5. Is the film set, said to be based on the streets depicted in the handscroll painting, a fiction? If people can enter to enjoy the view of the set, does it become a reality? Is the “fantasy-action-melodrama” said to be being shot in the set a fiction? If the movie is actually made and widely released, is the theater showing the movie real? Or, is the handscroll painting, which creates this endless linkage of representation of representation, an original? Or is it a copy of something else?

Pressing “pause” on this dizzying series of questions and playing the landscapes we are looking at frame by frame in a slow motion—this is how Kang’s series of drama sets operates. Kang made the series by taking pictures of sets “in actuality.” As seen in the images per se, these sets, which were created for historical or martial arts dramas, do not look anything like what we encounter when watching the films and TV dramas. Aided by the intervention of high-definition cameras, editing techniques, and cutting-edge computer graphics, films and dramas these days reveal very few detectible fissures or seams.

[Material provided]
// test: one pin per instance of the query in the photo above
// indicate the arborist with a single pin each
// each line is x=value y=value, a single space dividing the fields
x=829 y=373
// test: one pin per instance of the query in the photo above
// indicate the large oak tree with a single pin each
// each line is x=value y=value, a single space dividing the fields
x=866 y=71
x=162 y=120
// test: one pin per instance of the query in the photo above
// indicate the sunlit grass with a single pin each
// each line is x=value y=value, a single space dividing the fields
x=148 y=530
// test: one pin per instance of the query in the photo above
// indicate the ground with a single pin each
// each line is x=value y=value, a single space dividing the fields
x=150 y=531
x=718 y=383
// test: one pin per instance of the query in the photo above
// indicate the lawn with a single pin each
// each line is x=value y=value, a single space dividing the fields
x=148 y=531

==

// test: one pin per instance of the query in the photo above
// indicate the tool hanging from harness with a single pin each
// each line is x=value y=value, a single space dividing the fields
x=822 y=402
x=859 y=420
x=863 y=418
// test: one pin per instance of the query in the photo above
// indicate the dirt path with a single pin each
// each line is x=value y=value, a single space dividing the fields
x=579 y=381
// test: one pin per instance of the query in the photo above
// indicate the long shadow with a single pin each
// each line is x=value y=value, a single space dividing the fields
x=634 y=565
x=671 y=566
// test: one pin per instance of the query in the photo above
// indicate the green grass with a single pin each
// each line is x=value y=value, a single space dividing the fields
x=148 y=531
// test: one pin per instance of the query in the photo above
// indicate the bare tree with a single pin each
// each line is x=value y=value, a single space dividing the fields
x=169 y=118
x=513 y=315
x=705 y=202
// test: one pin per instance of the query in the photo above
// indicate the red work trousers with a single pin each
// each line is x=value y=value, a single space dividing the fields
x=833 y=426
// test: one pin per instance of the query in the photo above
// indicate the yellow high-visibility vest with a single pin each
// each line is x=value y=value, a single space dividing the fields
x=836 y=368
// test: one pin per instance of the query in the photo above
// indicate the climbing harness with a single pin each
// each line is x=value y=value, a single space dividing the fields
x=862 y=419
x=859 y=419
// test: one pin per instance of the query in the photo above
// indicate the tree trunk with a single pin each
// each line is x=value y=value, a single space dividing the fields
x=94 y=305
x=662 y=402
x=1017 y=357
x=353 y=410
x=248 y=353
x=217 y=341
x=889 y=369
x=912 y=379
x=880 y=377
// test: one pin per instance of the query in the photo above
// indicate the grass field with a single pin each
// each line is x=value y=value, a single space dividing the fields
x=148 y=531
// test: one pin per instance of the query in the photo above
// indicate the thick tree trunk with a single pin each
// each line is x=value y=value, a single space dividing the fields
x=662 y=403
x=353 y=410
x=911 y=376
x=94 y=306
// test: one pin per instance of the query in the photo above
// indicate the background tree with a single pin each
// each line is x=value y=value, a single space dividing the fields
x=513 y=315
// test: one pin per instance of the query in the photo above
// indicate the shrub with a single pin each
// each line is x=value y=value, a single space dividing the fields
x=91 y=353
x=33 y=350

[Requirement 1] From the passage on Kang's drama sets, reproduce the words starting at "5. Is the film" and ending with "of something else?".
[Requirement 2] In the passage on Kang's drama sets, what kinds of dramas were the photographed sets created for?

[Written response 1]
5. Is the film set, said to be based on the streets depicted in the handscroll painting, a fiction? If people can enter to enjoy the view of the set, does it become a reality? Is the “fantasy-action-melodrama” said to be being shot in the set a fiction? If the movie is actually made and widely released, is the theater showing the movie real? Or, is the handscroll painting, which creates this endless linkage of representation of representation, an original? Or is it a copy of something else?

[Written response 2] Historical or martial arts dramas.